## Begin Given information

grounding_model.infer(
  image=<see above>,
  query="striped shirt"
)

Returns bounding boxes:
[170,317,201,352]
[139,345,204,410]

## End Given information

▶ Stated problem: Could you set down the whole listing above again, line for line and without any change?

▶ Answer to this exercise:
grounding_model.infer(
  image=<see above>,
  query="striped shirt"
)

Returns bounding boxes:
[170,317,201,352]
[139,345,204,410]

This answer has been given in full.